## [INSTRUCTIONS TO FOLLOW]
Pull out all lines from the listing below in which the word "every" appears.

## [PROVIDED ENTRIES]
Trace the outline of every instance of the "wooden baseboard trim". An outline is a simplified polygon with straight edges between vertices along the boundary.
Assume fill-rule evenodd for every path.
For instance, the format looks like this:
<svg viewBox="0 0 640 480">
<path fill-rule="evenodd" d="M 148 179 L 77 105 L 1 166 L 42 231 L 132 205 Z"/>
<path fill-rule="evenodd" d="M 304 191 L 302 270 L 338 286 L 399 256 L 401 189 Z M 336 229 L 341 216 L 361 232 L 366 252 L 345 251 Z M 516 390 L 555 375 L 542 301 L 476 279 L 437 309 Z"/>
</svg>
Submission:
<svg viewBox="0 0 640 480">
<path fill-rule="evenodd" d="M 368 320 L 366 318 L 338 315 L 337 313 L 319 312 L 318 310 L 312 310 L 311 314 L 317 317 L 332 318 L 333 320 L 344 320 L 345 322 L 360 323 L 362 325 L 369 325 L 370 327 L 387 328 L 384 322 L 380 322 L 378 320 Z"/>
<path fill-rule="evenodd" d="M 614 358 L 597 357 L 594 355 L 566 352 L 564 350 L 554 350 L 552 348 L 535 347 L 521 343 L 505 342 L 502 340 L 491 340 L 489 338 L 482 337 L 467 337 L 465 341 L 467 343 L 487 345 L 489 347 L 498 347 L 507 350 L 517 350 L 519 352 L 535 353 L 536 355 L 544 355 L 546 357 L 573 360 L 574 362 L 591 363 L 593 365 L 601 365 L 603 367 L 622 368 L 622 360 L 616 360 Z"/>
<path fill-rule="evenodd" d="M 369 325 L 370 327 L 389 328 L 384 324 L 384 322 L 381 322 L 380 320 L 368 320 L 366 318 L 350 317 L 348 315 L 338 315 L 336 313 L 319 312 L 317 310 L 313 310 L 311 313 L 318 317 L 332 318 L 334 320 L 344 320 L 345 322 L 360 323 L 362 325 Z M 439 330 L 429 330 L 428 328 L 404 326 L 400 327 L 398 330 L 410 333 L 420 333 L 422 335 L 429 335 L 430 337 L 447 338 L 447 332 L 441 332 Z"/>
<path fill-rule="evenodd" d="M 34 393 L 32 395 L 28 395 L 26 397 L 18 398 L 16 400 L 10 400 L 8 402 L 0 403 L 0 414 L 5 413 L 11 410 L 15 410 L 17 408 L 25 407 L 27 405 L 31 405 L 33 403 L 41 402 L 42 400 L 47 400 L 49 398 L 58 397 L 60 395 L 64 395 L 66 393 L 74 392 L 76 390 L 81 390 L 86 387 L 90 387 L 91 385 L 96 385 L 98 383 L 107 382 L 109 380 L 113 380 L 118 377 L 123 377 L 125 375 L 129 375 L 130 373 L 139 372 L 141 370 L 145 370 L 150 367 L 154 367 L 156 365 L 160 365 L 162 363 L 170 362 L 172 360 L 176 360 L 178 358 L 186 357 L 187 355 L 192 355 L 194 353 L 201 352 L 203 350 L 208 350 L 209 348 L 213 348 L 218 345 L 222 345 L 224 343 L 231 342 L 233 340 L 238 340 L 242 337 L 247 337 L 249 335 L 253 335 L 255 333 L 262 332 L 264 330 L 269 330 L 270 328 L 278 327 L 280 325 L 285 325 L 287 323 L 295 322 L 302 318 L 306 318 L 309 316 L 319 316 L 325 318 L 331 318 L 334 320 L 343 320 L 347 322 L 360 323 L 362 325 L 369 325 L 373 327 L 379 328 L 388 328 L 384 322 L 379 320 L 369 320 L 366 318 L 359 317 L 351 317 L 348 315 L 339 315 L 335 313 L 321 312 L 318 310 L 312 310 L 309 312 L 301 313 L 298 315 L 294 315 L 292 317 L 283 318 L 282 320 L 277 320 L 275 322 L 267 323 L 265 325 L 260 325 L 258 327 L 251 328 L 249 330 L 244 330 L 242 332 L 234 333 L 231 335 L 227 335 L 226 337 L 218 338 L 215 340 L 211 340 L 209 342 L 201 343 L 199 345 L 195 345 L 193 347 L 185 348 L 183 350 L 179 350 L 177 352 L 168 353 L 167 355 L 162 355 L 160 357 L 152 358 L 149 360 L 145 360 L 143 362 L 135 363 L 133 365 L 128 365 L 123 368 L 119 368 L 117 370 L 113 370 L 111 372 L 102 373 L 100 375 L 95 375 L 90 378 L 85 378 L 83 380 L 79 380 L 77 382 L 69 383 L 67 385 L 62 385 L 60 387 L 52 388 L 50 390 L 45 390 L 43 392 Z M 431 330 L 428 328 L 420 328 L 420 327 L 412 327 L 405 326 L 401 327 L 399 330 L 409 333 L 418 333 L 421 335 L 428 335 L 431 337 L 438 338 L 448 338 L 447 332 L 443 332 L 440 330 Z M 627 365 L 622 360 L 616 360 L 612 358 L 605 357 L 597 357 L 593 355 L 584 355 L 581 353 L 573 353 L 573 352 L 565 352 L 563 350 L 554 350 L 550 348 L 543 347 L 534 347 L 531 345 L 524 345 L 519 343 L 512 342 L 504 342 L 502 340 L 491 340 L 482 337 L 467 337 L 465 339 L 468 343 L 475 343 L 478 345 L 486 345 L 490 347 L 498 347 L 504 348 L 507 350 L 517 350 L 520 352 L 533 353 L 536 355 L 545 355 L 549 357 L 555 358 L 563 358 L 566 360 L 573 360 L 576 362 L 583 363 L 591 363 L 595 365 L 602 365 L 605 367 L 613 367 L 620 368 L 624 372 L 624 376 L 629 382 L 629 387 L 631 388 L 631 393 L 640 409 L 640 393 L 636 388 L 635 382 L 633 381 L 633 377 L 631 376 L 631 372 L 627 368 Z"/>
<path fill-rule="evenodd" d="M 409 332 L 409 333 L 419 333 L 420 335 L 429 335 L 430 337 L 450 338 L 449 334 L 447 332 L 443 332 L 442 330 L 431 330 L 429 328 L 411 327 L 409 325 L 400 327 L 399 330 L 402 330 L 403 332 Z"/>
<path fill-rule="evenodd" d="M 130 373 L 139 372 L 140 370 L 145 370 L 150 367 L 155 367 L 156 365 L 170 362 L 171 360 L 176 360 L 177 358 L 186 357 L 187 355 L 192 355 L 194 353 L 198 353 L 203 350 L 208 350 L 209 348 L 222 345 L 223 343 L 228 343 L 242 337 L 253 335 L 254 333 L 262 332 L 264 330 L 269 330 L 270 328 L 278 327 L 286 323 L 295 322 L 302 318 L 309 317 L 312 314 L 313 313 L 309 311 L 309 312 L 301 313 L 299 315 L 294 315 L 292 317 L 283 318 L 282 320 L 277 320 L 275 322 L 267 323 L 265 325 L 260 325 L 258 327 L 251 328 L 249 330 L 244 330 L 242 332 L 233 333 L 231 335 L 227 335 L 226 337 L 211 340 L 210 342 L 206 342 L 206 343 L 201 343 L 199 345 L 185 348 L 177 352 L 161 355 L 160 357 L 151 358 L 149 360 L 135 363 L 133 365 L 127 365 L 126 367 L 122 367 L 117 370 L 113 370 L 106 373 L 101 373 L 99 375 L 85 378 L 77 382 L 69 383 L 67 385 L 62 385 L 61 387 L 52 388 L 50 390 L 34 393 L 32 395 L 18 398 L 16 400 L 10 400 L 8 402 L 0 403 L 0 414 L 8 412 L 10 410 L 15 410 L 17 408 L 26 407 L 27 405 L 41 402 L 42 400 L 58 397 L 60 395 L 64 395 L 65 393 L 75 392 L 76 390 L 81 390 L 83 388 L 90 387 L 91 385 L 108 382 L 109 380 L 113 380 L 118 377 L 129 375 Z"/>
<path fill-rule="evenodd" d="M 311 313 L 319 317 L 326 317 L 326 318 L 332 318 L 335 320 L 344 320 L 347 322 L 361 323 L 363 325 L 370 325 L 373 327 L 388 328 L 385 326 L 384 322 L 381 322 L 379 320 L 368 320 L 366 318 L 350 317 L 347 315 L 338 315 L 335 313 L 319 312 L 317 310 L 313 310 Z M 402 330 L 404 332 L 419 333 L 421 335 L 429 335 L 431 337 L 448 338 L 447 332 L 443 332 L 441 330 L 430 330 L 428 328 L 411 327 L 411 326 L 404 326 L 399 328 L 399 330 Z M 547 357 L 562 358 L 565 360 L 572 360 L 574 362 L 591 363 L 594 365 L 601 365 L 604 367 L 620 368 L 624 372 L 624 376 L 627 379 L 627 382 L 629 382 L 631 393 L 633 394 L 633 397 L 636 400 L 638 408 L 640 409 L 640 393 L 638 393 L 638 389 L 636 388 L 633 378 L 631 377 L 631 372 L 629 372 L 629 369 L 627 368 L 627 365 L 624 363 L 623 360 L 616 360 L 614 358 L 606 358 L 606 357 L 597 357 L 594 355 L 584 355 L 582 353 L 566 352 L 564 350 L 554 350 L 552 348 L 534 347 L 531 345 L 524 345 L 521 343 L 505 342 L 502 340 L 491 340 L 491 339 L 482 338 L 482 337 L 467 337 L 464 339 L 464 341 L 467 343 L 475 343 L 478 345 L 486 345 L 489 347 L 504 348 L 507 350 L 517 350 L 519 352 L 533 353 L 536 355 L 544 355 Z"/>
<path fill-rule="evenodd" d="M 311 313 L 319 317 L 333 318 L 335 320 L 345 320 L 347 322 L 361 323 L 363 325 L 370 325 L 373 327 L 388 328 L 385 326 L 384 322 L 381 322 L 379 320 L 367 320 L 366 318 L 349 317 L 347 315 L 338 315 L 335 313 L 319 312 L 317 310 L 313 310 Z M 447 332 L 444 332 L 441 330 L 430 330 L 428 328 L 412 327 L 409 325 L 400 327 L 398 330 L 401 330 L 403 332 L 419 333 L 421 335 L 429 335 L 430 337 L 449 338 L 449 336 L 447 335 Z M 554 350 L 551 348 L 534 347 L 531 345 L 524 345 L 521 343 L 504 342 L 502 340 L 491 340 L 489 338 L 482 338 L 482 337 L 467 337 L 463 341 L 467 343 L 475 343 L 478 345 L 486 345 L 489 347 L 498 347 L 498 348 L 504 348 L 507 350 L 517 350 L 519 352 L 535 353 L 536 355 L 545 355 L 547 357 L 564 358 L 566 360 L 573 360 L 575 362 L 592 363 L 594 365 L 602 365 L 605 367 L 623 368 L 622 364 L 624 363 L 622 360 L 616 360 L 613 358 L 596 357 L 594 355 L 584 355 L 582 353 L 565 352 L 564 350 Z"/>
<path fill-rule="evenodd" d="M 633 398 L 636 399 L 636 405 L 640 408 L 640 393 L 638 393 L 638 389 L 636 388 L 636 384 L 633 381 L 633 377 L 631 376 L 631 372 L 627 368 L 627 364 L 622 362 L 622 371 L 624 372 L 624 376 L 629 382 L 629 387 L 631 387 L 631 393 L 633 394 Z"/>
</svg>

## [WRITTEN SOLUTION]
Trace the outline of every instance of the "wooden baseboard trim". An outline is a simplified polygon with straight edges between vertices along the boundary.
Assume fill-rule evenodd for every path.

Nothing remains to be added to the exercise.